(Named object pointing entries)

+-------+

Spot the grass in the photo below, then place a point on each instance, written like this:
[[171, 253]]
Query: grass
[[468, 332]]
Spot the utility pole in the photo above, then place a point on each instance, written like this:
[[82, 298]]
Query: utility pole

+-------+

Task description:
Please rewrite the material above, replacing each "Spot" with "Locate" and keeping everything else the same.

Task output:
Locate the grass in the photo below, then place a point on each instance, written like this:
[[171, 253]]
Query: grass
[[468, 332]]
Locate the utility pole in the photo above, then place a point on each instance, written like this:
[[82, 298]]
Query: utility pole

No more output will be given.